Go line by line through the entries and show those that hold the string "below".

_Task material_:
------------------------

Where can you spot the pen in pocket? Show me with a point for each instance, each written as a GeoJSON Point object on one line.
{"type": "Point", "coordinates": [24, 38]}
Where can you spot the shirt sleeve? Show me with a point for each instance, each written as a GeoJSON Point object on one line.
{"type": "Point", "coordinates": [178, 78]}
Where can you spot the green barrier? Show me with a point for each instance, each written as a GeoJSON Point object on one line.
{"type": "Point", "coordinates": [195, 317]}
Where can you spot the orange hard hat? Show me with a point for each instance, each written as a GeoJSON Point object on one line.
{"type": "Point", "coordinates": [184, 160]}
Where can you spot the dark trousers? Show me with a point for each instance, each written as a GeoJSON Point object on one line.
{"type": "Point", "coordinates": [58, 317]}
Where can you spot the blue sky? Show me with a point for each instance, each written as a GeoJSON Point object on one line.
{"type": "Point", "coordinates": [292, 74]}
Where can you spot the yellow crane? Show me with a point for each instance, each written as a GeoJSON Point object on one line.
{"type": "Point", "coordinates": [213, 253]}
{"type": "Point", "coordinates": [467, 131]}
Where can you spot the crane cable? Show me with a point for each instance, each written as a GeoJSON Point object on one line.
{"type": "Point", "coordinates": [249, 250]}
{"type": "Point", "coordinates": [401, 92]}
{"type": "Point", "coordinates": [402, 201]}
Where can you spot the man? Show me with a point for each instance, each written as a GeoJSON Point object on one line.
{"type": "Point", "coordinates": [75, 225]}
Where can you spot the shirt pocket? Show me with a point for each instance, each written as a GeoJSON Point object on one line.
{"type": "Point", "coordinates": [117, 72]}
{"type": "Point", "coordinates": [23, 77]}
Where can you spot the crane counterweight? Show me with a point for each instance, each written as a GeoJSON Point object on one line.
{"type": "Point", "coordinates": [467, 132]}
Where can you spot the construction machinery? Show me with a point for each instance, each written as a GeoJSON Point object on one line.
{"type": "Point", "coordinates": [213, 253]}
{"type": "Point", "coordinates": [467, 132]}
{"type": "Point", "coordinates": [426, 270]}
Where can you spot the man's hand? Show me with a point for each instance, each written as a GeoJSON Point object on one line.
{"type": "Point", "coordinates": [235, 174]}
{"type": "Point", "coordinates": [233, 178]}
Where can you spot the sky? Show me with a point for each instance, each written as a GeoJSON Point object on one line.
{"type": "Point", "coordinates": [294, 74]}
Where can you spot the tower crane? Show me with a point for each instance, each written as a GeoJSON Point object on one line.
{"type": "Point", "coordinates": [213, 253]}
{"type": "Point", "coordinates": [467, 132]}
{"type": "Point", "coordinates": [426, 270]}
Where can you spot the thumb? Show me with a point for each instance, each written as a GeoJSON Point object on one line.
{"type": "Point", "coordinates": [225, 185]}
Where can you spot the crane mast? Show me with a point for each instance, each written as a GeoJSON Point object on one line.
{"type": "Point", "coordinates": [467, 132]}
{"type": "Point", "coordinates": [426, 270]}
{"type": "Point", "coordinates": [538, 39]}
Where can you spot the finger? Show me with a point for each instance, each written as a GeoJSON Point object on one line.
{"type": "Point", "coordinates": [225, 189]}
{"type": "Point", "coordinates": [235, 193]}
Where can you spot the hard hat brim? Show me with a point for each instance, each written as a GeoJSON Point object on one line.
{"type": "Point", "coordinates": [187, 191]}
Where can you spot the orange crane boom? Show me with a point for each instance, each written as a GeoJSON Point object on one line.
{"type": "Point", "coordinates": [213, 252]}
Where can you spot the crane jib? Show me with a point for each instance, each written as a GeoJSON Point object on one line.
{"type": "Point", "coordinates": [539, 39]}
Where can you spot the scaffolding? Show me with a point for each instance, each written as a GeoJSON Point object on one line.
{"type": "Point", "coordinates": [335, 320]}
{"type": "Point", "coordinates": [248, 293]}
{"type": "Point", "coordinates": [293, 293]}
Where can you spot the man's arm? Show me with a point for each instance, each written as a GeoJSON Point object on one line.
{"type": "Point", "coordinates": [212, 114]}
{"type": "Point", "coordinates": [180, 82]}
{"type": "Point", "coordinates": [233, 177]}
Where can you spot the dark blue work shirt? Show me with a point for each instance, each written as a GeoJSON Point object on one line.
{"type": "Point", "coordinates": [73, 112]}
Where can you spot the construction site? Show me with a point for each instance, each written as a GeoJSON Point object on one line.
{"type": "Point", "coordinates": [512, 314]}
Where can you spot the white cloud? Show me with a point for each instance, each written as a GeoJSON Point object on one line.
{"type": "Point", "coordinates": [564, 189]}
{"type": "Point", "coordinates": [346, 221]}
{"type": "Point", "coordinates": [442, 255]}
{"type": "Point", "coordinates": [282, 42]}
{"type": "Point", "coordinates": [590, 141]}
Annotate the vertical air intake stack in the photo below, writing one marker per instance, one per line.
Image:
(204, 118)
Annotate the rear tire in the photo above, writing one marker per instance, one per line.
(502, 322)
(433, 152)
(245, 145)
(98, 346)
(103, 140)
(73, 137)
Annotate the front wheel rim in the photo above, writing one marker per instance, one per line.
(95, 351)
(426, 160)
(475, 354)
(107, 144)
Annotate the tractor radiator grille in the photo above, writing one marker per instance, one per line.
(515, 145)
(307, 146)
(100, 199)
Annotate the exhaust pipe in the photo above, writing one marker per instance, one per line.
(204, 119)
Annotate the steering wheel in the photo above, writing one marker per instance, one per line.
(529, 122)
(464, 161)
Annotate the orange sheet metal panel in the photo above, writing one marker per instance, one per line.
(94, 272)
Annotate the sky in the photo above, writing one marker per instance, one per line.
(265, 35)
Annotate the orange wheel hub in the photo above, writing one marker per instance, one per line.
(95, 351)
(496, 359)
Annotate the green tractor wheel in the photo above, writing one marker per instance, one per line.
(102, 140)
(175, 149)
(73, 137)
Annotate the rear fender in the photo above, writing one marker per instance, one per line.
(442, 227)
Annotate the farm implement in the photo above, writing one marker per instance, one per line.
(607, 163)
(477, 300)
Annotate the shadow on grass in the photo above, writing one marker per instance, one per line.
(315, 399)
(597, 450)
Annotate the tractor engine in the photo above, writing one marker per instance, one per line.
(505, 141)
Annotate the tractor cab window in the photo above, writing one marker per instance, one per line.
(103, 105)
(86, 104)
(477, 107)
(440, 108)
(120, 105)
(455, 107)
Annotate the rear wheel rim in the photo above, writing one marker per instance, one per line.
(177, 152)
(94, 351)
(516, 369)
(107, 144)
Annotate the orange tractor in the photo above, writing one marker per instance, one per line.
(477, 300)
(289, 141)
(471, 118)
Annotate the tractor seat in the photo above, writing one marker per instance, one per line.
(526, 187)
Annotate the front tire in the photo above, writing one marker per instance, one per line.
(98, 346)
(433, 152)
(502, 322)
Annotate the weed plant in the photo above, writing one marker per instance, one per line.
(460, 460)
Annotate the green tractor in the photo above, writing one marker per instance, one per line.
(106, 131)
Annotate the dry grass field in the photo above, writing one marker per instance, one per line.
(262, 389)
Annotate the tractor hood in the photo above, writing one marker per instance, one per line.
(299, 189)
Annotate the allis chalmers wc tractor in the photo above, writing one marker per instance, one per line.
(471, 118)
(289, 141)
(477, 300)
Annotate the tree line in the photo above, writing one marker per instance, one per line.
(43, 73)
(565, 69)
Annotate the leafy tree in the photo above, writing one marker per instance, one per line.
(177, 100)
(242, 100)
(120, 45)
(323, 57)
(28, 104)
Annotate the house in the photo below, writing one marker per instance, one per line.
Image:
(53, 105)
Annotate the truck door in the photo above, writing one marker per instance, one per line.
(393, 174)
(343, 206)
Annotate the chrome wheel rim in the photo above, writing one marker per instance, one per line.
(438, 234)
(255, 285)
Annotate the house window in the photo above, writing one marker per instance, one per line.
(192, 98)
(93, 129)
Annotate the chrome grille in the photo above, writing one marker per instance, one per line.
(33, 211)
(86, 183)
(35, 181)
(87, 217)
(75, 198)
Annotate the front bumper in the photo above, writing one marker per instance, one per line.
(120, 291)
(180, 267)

------------------------

_Solution to this exercise_:
Annotate the vertical air intake stack in the photo below, writing one marker per instance, one per line.
Annotate the house in the photo below, writing one marker per instance, one per line.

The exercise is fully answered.